Records for the exercise Start Marker

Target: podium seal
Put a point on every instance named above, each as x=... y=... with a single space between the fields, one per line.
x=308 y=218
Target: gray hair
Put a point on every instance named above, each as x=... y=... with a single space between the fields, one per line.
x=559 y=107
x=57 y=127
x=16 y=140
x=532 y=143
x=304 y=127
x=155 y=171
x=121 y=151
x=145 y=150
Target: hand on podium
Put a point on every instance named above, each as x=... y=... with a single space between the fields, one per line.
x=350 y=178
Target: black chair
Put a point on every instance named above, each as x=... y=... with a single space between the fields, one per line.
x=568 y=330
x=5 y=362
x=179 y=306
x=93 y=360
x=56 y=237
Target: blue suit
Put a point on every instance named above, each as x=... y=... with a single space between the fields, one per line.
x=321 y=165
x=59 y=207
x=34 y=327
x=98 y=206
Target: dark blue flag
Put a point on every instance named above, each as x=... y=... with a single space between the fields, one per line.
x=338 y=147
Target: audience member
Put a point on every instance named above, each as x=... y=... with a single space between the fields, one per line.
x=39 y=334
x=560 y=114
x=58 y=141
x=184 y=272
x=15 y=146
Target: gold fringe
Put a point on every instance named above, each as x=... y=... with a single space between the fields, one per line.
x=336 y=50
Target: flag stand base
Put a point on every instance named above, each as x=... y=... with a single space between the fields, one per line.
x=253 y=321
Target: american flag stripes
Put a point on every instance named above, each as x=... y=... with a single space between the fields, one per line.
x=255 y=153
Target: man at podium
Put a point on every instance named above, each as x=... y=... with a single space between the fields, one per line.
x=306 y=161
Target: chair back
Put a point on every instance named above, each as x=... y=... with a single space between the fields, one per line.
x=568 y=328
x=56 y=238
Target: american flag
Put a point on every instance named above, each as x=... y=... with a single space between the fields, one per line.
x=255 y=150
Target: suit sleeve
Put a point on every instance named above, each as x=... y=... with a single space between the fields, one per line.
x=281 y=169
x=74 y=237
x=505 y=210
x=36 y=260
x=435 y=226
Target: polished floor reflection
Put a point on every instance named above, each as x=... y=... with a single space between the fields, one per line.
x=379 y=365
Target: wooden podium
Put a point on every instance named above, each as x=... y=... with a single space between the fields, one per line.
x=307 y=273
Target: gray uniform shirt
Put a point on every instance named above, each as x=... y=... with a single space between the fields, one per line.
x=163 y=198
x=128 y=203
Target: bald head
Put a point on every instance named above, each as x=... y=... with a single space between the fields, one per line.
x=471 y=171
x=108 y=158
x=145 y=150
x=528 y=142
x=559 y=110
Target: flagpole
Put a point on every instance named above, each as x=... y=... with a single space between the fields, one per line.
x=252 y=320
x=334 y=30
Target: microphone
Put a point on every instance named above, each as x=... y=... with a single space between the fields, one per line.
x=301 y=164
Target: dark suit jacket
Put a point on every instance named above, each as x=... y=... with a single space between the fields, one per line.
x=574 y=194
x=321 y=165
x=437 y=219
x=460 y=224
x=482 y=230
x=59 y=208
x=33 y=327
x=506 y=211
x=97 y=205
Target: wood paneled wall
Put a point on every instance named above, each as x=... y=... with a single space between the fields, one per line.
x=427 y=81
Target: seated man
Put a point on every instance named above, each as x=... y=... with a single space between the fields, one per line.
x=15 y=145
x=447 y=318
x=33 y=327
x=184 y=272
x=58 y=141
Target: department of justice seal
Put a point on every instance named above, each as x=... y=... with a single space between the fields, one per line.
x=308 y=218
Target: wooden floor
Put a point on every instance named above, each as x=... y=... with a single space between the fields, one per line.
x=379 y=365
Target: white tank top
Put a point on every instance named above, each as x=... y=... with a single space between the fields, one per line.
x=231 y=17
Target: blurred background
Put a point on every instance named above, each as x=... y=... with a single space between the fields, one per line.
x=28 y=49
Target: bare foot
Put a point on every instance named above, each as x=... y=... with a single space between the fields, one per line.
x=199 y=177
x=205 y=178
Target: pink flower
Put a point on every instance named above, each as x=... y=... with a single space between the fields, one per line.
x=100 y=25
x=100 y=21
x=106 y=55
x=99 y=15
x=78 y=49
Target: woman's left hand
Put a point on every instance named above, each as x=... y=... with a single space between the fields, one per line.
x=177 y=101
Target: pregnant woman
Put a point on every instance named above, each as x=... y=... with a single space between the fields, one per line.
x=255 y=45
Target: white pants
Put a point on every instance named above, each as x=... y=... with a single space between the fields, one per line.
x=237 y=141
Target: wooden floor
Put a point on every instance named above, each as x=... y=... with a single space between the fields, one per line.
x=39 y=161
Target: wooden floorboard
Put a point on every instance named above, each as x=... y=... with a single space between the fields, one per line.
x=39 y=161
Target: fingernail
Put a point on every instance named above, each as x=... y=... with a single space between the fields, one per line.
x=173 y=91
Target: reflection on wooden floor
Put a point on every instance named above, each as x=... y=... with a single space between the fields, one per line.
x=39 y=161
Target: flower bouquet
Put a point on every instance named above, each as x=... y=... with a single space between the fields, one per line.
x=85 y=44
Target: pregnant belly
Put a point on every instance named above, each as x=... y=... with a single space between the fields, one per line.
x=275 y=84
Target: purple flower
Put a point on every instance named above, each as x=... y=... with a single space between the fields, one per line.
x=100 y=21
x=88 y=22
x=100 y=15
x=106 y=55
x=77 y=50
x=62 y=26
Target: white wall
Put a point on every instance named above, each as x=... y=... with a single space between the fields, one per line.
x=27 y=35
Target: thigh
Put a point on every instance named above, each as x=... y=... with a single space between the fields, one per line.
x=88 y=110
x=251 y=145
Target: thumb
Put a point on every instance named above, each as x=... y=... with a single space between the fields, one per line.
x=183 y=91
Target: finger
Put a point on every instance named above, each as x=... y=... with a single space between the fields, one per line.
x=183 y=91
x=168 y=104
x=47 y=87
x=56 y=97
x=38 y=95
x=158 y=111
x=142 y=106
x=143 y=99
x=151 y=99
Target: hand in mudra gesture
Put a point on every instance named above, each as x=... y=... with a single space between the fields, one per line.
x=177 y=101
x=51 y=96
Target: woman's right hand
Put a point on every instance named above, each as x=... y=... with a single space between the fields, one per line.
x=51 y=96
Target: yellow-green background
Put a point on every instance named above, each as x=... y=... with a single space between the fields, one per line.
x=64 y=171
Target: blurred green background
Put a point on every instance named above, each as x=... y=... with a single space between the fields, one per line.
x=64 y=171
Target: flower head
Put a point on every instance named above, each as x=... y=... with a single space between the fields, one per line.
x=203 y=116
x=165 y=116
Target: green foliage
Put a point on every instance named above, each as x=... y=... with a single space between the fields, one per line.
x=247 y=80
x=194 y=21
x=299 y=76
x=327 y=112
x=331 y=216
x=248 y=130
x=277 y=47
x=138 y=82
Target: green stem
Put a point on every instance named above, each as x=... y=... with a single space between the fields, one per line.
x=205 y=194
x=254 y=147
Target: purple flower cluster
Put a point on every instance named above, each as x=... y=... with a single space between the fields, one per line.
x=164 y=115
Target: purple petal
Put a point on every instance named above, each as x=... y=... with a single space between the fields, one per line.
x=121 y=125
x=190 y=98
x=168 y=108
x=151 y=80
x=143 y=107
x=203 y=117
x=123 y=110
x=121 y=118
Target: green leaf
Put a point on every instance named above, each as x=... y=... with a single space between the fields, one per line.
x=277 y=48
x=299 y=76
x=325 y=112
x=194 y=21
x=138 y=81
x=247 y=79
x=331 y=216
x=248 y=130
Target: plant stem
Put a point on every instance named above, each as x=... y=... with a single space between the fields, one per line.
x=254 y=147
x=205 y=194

Records for the exercise End Marker

Return, in full, every line of these entries that holds "hand".

▶ **Solved problem**:
Target: hand on podium
Target: woman's left hand
Target: hand in mudra gesture
Target: woman's right hand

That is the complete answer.